* Begin Items *

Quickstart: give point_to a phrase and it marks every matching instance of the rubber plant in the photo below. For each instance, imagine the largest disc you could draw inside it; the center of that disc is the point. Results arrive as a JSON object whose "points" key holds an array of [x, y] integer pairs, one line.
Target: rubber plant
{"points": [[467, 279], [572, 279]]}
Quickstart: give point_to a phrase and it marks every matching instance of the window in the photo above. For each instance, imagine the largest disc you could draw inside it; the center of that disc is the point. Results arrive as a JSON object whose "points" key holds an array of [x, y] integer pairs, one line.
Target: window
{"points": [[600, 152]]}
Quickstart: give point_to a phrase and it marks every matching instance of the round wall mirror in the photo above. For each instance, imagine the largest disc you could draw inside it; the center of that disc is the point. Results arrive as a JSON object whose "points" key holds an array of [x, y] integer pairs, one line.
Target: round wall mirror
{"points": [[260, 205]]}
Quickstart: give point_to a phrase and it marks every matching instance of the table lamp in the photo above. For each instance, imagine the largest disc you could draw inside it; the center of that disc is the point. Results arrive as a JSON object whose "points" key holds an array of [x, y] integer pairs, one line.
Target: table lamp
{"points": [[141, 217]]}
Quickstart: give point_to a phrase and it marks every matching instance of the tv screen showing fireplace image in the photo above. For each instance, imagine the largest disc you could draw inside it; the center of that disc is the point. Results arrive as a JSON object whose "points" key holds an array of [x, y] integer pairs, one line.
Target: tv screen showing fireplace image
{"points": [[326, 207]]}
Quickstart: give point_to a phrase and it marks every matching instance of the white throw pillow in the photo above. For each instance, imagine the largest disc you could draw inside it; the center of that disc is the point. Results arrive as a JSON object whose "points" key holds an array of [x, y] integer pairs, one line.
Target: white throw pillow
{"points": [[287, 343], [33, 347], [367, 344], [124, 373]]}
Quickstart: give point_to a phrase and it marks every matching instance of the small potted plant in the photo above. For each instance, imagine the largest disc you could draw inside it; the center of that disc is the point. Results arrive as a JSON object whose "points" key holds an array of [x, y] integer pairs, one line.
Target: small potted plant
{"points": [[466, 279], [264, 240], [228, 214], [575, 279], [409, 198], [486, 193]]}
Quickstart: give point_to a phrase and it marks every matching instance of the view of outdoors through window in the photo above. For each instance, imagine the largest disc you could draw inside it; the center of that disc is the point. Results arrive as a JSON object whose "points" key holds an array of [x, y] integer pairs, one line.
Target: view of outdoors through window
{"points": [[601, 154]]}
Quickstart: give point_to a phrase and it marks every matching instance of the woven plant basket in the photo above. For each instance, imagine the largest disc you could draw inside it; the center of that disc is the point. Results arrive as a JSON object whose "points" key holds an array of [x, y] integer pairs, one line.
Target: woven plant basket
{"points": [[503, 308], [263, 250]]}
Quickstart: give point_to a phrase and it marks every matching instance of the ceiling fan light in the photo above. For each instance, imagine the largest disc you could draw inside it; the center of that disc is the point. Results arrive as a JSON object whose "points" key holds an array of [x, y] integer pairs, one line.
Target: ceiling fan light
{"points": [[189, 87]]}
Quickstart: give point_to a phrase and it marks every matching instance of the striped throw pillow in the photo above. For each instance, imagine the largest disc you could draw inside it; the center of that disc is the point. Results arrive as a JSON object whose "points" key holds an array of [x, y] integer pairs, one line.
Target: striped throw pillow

* End Items *

Goal. Please rewrite all of the entries above as a JSON list of strings, with one string for each line and blank lines left out.

Reply to the exercise.
[
  "Quickstart: give point_to a phrase and it marks every matching instance of the rubber plant in the photo below. For each instance, imagine the largest disc you could draw inside it; the center of that disc is the point. Results arrive as a JSON object whose \"points\" key holds an array of [x, y] integer pairs, one line.",
  "Target: rubber plant",
  "{\"points\": [[467, 279], [572, 279]]}",
  "Quickstart: give point_to a phrase and it marks every matching instance of the window in the photo above. For each instance, imagine the largest disc you could draw inside it; the center of that disc is the point. Results arrive as a JSON object whose \"points\" key holds an array of [x, y] integer pairs, one line.",
  "Target: window",
  "{\"points\": [[600, 152]]}",
  "Quickstart: give point_to a phrase and it marks every matching instance of the round wall mirror in the photo above. For each instance, imagine the largest disc you could draw inside it; the center of that disc is the point. Results arrive as a JSON object whose \"points\" key holds an array of [x, y] integer pairs, one line.",
  "Target: round wall mirror",
  "{\"points\": [[260, 205]]}",
  "Quickstart: give point_to a phrase and it marks every matching instance of the table lamp in the photo above. For each instance, imagine the largest disc you could draw inside it; the center of that disc is the point. Results arrive as a JSON object whose \"points\" key holds an array of [x, y] integer pairs, one line.",
  "Target: table lamp",
  "{\"points\": [[141, 217]]}",
  "Quickstart: give point_to a phrase and it marks every matching instance of the tv screen showing fireplace image in the photo above. For each instance, imagine the largest disc you could draw inside it; the center of that disc is the point. Results arrive as a JSON object whose \"points\" key holds an array of [x, y] integer pairs, one line.",
  "Target: tv screen showing fireplace image",
  "{\"points\": [[326, 207]]}",
  "Quickstart: give point_to a phrase and it marks every matching instance of the white throw pillow in the photo above. For each instance, imagine the largest disc you could draw inside it; the center of that disc is the point. Results arrive as a JSON object whose \"points\" key holds an array of [x, y] integer pairs, one line.",
  "Target: white throw pillow",
  "{\"points\": [[287, 343], [33, 347], [367, 344], [124, 373]]}",
  "Quickstart: give point_to a phrase and it marks every matching instance of the small potted plant in the photo above. For each instance, imagine the largest disc you could draw inside it; the center of that disc is the point. Results arrive as a JSON object whose \"points\" key holds an array of [x, y] integer pairs, one line.",
  "Target: small potted plant",
  "{\"points\": [[466, 279], [264, 240], [228, 214], [575, 279], [409, 198], [486, 193]]}",
  "Quickstart: give point_to a phrase and it marks every matching instance of the view of outdoors through window in the photo above. For each instance, imagine the largest disc you could draw inside it; the center of that disc is the point. Results arrive as a JSON object whose \"points\" key holds an array of [x, y] integer pairs, one line.",
  "Target: view of outdoors through window",
  "{\"points\": [[601, 154]]}",
  "Quickstart: give point_to a phrase and it marks every matching instance of the woven plant basket in the photo above. For each instance, imagine the largest disc you could draw inside it; the center of that disc is the point. Results arrive as a JSON object whose \"points\" key holds an array of [x, y] integer pairs, one line.",
  "Target: woven plant basket",
  "{\"points\": [[503, 308], [263, 250]]}",
  "Quickstart: give point_to a phrase and it marks every matching instance of the ceiling fan light in the photo above. For each instance, imagine the largest disc you could draw inside it; the center of that disc is the point. Results arrive as a JSON object whose \"points\" key holds an array of [x, y] integer pairs, one line.",
  "Target: ceiling fan light",
  "{\"points\": [[189, 87]]}",
  "Quickstart: give point_to a phrase and it marks every matching instance of the striped throw pillow in the photo above. For each instance, imagine the largest disc you could draw inside it; the center of that disc is the point. Results arrive as a JSON object whose \"points\" key holds an array of [x, y] integer pairs, one line.",
  "Target: striped throw pillow"
]